*** Opening Records ***

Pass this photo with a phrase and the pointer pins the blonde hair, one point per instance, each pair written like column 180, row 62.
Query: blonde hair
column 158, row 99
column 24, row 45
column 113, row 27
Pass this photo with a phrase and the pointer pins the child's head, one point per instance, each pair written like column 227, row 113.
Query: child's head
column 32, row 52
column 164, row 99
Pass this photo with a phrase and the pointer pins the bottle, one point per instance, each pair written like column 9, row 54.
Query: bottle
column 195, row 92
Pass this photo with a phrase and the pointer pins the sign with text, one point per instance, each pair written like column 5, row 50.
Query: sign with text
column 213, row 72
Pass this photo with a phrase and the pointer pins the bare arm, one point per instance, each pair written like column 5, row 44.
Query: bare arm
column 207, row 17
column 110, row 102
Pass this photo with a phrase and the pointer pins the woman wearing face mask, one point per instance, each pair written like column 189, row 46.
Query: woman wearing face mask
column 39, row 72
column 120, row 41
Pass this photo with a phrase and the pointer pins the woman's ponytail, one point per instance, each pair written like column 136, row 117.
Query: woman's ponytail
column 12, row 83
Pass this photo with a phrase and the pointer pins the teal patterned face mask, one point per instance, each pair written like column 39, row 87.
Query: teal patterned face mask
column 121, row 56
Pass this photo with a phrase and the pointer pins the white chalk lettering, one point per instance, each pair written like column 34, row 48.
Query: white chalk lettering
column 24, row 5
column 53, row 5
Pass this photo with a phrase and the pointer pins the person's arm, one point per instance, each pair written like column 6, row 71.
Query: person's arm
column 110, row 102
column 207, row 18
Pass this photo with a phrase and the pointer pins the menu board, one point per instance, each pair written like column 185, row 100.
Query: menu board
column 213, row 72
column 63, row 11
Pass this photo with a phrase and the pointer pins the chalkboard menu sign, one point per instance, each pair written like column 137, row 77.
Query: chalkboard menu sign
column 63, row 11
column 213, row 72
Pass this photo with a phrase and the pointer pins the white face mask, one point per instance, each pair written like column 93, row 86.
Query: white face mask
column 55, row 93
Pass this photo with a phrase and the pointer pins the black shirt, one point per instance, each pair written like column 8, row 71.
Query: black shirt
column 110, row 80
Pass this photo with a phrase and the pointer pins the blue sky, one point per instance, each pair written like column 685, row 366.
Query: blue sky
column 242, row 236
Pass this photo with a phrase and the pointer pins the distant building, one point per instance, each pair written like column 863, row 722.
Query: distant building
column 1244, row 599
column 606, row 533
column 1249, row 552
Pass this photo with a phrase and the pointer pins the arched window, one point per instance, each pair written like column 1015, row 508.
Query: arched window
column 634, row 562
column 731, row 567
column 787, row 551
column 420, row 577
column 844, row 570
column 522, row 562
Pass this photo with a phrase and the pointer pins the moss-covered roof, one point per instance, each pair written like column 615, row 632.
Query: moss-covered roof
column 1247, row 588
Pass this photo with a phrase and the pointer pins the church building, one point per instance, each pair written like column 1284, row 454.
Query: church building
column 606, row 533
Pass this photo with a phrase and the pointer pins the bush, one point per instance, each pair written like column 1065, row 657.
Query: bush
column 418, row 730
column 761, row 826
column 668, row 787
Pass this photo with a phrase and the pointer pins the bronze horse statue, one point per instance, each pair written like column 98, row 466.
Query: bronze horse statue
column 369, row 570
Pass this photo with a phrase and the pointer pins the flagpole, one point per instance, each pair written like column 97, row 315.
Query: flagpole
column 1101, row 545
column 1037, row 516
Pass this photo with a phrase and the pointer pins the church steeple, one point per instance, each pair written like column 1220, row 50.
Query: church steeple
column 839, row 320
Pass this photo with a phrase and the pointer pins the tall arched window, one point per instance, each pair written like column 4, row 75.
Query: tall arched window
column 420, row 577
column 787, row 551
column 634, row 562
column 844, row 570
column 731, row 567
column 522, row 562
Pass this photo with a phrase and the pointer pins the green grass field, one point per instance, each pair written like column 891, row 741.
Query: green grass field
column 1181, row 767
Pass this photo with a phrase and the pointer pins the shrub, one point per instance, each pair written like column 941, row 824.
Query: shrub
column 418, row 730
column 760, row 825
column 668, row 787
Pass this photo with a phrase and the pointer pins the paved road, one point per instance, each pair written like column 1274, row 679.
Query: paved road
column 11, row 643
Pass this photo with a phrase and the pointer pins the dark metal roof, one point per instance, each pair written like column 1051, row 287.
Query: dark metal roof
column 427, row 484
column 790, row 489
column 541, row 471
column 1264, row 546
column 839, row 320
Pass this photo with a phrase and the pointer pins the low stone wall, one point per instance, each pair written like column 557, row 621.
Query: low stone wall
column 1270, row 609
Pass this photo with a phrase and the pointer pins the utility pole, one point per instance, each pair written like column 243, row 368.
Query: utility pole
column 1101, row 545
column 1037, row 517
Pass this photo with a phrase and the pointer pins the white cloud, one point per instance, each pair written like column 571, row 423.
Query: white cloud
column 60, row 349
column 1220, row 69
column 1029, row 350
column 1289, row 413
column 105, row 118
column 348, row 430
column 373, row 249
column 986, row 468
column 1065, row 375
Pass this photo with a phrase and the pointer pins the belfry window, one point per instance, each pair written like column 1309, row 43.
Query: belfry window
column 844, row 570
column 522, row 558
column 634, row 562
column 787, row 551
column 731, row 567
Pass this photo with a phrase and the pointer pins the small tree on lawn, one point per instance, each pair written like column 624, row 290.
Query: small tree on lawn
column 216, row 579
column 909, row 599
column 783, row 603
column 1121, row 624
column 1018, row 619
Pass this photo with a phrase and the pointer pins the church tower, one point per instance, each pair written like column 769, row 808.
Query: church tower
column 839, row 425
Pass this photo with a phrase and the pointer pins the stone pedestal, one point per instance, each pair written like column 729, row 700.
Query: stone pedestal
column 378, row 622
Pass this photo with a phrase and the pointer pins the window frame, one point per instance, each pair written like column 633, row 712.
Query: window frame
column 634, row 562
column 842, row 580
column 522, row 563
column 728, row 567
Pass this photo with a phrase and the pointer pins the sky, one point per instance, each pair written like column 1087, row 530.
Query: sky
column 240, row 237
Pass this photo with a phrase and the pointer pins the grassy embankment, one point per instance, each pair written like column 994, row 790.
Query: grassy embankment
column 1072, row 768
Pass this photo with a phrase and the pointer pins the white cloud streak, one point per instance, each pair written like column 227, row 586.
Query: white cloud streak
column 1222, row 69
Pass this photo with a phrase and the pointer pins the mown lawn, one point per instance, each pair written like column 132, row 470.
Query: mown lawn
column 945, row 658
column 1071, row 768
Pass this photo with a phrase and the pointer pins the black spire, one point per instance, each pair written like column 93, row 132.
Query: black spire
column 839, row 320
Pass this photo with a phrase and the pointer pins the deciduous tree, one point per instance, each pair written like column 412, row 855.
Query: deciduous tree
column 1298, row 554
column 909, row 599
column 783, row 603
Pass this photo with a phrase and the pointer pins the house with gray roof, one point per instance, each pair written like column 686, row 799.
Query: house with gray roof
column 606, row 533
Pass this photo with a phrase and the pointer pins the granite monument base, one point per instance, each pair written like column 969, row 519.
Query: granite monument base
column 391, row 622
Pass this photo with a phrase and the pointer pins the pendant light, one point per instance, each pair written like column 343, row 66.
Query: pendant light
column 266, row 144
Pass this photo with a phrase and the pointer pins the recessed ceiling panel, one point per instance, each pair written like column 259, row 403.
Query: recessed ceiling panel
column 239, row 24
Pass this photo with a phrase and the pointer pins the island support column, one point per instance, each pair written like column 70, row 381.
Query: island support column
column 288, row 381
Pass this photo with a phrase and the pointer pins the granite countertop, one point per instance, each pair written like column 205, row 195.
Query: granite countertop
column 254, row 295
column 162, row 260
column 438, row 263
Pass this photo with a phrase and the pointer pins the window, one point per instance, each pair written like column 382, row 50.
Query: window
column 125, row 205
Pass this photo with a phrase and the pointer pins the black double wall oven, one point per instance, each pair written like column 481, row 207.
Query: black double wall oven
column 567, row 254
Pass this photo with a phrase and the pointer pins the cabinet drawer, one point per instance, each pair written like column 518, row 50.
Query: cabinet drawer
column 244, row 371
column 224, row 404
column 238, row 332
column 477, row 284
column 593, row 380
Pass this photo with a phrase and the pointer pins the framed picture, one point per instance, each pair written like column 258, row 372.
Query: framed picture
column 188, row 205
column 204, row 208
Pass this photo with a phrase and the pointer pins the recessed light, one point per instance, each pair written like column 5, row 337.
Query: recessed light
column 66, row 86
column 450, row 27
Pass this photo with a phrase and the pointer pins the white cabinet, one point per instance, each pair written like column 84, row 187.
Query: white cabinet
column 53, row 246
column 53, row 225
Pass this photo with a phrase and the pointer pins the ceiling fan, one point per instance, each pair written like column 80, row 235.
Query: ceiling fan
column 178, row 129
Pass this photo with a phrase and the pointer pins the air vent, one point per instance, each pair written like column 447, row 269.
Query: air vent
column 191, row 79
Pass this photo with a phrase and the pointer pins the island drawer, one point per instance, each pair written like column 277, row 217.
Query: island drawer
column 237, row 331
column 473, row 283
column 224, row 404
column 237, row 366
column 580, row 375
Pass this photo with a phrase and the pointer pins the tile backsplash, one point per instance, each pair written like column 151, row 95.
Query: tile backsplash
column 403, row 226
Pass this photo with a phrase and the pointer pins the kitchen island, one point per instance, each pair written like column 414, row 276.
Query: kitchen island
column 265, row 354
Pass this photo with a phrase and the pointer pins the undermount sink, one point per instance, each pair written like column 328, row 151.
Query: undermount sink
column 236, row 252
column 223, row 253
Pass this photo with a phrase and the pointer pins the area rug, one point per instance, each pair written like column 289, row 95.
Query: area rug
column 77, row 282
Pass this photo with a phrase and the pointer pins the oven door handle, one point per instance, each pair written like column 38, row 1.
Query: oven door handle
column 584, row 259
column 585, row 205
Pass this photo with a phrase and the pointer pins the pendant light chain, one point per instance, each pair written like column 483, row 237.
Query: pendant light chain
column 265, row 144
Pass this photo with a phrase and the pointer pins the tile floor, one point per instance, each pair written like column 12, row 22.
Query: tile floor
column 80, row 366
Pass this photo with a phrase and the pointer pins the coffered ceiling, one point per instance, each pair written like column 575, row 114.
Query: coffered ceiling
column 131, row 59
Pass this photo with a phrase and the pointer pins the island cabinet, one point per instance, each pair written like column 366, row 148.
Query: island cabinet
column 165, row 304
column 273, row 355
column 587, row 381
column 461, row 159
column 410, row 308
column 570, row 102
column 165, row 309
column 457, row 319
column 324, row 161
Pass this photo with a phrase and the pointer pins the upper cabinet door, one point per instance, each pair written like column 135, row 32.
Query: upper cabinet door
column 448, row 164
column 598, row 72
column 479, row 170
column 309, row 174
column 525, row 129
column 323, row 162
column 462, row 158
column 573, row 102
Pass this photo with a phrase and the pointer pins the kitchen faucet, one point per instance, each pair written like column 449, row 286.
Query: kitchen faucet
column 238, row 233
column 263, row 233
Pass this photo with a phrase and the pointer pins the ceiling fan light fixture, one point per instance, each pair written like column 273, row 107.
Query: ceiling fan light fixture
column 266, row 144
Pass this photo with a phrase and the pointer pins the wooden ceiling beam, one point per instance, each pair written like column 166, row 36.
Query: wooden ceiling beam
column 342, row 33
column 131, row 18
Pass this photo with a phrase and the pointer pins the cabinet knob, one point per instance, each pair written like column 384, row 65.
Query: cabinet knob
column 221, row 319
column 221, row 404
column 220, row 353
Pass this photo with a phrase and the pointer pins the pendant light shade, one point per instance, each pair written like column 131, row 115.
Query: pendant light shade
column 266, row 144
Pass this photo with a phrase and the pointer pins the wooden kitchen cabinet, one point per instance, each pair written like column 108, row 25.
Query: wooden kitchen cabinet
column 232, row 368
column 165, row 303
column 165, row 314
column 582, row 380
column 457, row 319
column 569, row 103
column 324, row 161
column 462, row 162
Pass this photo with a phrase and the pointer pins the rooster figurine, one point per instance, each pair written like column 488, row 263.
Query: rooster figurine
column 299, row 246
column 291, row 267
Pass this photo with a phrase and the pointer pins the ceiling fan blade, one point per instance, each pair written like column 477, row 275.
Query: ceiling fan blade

*** Closing Records ***

### What the exercise asks
Wherever a line in the entries holds "blade", copy that line.

### Answer for the task
Pass this photo with a phrase and the pointer pins the ceiling fan blade, one point per instance, each pair written like column 477, row 275.
Query: ceiling fan blade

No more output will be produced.